Records for this task:
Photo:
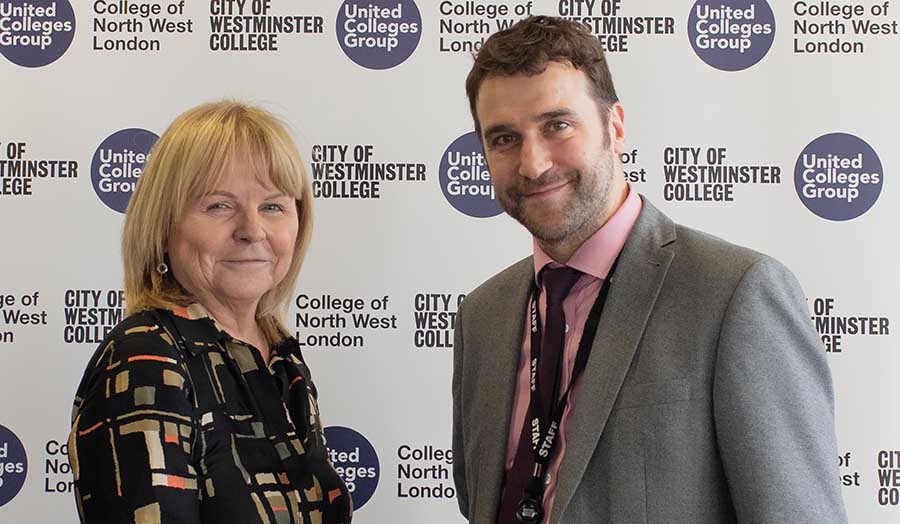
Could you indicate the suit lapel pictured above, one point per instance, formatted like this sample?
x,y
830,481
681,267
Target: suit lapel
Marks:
x,y
500,365
642,268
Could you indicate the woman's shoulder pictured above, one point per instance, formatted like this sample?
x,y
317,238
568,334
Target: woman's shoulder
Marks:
x,y
142,336
144,327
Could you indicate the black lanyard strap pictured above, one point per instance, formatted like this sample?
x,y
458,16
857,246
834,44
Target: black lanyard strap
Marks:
x,y
544,424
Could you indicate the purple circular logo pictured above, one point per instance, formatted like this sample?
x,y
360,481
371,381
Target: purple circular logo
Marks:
x,y
13,463
838,176
731,35
118,164
356,462
34,33
465,179
379,34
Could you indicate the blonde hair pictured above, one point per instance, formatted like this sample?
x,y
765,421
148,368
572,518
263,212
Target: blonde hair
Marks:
x,y
190,159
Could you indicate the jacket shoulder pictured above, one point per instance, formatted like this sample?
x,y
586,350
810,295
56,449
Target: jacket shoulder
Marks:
x,y
502,285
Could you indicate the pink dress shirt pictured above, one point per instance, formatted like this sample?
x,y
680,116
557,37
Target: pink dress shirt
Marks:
x,y
594,258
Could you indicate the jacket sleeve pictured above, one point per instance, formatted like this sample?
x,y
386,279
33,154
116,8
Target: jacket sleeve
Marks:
x,y
459,455
131,440
774,405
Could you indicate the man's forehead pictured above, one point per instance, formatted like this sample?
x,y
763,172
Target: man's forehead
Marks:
x,y
523,95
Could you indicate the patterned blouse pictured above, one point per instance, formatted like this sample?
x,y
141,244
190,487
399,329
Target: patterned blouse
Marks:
x,y
175,421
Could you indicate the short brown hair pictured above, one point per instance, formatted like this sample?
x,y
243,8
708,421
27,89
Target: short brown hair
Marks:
x,y
527,47
190,158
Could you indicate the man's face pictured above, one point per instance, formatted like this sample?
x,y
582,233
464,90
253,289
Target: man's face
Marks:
x,y
553,157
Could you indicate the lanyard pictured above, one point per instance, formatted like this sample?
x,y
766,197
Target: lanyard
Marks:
x,y
544,424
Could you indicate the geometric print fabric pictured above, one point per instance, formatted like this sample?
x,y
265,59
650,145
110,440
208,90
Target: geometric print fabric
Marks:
x,y
176,421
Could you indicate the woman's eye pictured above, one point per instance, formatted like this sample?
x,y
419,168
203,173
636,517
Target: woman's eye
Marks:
x,y
217,206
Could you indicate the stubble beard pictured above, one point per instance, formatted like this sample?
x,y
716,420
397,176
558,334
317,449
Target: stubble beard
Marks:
x,y
583,214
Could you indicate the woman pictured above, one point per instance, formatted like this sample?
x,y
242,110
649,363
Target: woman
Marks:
x,y
198,408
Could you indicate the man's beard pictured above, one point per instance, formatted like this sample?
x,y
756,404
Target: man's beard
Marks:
x,y
583,214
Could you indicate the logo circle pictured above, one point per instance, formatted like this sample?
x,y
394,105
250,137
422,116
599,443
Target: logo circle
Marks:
x,y
117,165
465,179
356,462
838,176
35,33
731,35
14,463
379,34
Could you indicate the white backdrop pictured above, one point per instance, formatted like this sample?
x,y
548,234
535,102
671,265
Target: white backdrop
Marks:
x,y
77,89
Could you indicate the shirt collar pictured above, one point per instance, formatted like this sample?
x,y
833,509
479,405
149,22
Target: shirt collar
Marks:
x,y
598,253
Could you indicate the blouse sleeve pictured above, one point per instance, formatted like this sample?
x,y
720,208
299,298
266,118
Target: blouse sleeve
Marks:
x,y
132,434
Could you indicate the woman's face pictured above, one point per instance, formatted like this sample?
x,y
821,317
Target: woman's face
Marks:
x,y
234,243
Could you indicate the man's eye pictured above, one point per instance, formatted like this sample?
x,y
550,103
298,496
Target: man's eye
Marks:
x,y
503,140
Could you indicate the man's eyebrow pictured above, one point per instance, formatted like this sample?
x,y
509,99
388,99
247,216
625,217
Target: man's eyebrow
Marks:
x,y
547,115
556,113
496,129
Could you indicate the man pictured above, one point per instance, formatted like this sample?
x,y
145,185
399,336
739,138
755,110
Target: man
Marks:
x,y
700,393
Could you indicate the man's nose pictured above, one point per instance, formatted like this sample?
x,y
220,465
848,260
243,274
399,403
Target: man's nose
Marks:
x,y
534,158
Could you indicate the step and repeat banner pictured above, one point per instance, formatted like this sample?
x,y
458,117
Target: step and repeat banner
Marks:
x,y
772,124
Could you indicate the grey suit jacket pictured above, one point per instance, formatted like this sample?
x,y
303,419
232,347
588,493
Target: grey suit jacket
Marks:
x,y
706,399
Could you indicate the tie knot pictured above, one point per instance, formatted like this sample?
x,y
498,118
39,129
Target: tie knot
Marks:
x,y
558,282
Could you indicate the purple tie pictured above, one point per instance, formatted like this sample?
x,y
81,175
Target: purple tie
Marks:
x,y
557,284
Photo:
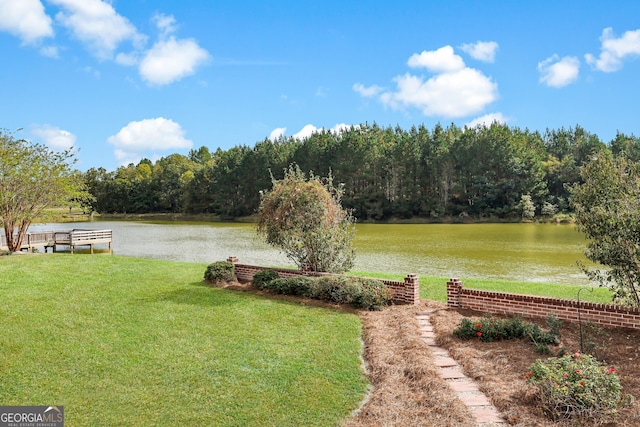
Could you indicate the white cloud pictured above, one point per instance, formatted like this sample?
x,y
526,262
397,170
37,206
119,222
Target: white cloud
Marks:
x,y
437,61
482,51
339,128
614,50
556,72
165,23
97,24
309,130
54,137
50,51
367,92
487,120
454,91
277,133
157,134
306,132
25,19
170,60
458,94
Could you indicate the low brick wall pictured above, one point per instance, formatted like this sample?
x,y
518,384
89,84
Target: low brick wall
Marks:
x,y
540,307
406,292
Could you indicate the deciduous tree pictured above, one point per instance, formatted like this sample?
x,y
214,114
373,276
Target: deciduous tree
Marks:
x,y
304,218
33,178
607,210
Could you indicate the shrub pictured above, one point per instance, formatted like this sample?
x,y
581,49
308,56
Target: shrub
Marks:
x,y
576,386
298,286
361,293
490,329
263,277
374,295
220,271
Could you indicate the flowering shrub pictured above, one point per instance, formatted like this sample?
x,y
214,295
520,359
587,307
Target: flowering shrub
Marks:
x,y
576,386
490,329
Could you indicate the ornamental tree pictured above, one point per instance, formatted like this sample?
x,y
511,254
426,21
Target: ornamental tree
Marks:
x,y
607,211
303,217
33,178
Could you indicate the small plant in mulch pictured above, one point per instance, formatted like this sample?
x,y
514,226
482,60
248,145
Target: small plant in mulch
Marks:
x,y
576,386
490,329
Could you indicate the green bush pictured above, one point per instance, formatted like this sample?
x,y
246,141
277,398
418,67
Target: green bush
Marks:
x,y
262,277
374,295
576,386
220,271
490,329
362,293
298,286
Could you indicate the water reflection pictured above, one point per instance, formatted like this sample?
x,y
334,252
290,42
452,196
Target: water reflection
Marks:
x,y
528,252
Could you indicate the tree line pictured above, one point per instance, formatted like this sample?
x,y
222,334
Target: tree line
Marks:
x,y
492,171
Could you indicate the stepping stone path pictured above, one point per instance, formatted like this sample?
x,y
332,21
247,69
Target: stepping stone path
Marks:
x,y
467,391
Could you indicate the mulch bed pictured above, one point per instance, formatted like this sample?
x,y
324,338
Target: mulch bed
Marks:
x,y
499,367
407,391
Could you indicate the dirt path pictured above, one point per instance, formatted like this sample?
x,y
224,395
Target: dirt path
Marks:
x,y
406,388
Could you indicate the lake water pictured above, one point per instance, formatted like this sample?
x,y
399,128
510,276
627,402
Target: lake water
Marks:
x,y
527,252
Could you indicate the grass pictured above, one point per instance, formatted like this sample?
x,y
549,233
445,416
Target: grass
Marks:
x,y
127,341
435,288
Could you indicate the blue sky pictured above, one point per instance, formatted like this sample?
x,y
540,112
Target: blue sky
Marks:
x,y
125,79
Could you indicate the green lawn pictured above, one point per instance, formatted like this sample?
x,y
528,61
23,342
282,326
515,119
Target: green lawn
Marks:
x,y
127,341
435,288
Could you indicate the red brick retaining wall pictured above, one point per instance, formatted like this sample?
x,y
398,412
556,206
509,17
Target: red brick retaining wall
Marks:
x,y
540,307
406,292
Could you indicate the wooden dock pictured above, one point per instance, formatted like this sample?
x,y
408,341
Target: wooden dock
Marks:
x,y
71,238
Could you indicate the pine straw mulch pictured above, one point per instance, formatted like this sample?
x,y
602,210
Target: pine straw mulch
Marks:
x,y
407,391
499,367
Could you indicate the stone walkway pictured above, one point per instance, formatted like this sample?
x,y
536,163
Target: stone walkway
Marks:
x,y
467,391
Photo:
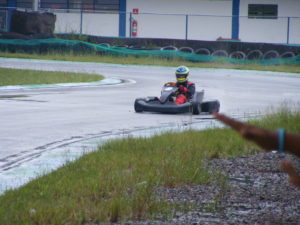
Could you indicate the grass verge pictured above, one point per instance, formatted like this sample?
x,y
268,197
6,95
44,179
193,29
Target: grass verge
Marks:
x,y
93,57
31,77
118,182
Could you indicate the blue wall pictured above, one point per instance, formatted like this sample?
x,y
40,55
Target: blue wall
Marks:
x,y
122,18
235,19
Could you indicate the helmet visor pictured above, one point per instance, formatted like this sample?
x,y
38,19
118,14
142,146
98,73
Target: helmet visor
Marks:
x,y
181,78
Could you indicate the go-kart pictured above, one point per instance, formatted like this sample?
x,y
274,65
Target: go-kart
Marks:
x,y
166,103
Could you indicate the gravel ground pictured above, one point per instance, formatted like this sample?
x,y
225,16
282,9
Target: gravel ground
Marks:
x,y
256,191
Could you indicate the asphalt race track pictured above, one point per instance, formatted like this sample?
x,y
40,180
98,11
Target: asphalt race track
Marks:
x,y
49,117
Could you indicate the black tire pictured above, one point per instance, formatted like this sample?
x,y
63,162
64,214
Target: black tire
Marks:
x,y
170,47
210,106
196,108
202,51
254,54
221,53
287,55
105,44
186,49
272,54
237,55
137,106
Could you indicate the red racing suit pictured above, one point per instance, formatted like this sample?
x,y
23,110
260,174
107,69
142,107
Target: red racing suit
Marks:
x,y
186,91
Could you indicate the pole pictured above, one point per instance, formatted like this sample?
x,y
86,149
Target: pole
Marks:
x,y
35,5
186,26
288,31
81,18
130,24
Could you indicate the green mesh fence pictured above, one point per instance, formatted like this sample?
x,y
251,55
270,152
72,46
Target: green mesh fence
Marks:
x,y
61,45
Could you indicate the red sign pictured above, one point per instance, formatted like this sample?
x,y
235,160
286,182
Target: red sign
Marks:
x,y
135,11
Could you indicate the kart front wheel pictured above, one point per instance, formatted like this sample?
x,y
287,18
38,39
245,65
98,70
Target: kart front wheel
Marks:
x,y
137,105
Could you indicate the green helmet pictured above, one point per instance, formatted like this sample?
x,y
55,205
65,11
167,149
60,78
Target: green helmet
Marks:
x,y
182,73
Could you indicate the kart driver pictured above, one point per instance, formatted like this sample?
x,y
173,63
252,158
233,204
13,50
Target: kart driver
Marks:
x,y
186,89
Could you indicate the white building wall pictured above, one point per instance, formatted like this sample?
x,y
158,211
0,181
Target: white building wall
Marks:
x,y
174,26
102,24
270,30
207,20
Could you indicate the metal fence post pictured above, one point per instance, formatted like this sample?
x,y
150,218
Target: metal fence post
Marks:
x,y
130,24
288,30
81,18
186,26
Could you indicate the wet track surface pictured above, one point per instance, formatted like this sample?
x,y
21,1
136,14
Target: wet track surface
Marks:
x,y
45,119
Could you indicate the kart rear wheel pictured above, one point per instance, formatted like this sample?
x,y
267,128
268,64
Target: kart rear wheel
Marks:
x,y
137,106
196,108
211,106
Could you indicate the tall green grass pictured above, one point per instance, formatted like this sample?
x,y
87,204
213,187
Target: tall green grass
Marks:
x,y
93,57
119,182
30,77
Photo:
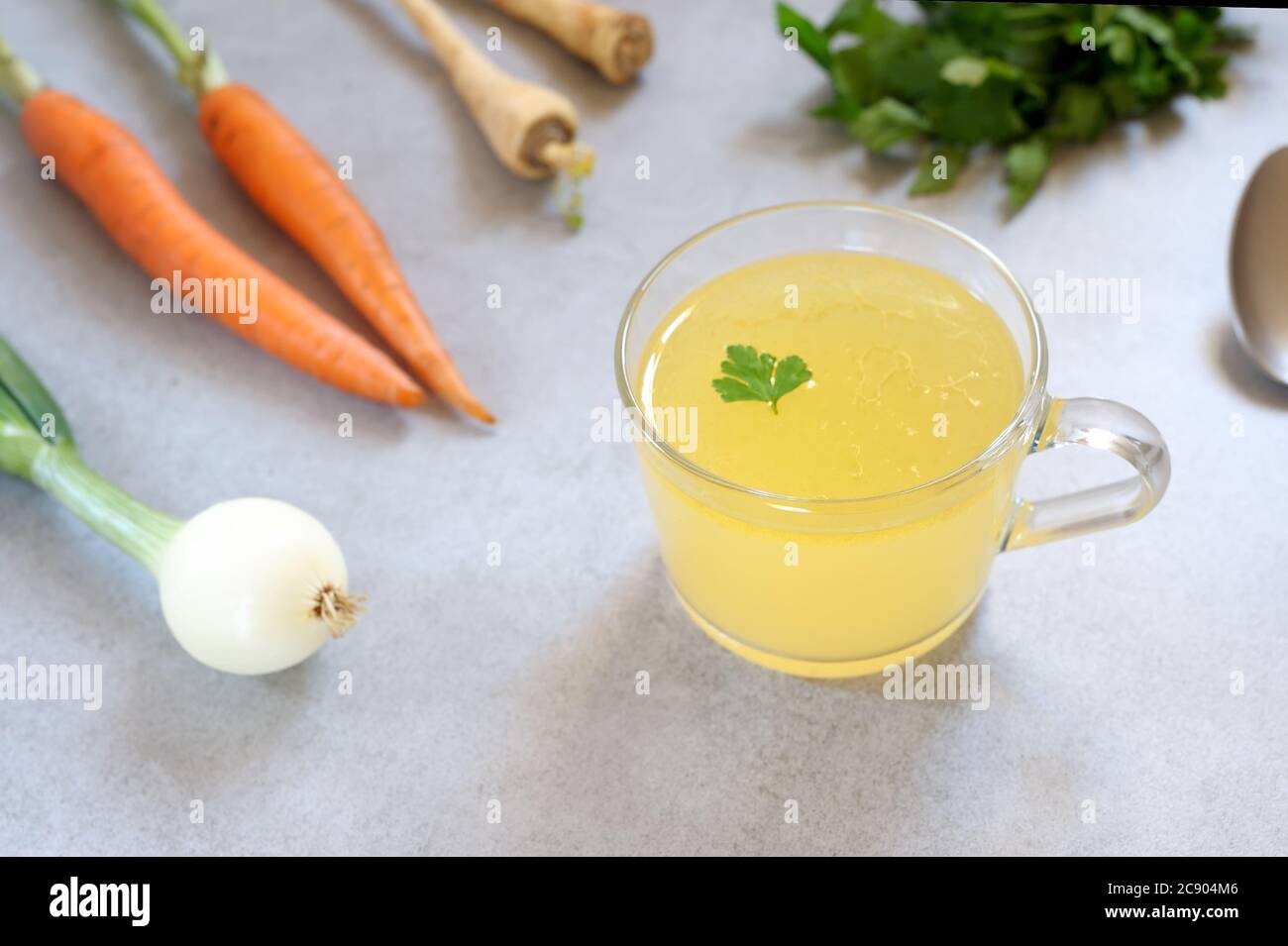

Directive:
From the rows above, pull out each line that contains the word "water".

Complete answer:
Could you indicate the water reflection pictured above, one point per instance, formatted like this sample?
Target: water reflection
Could you indicate the lake water pictured above, one point per instance, formatted like this sample?
Target: lake water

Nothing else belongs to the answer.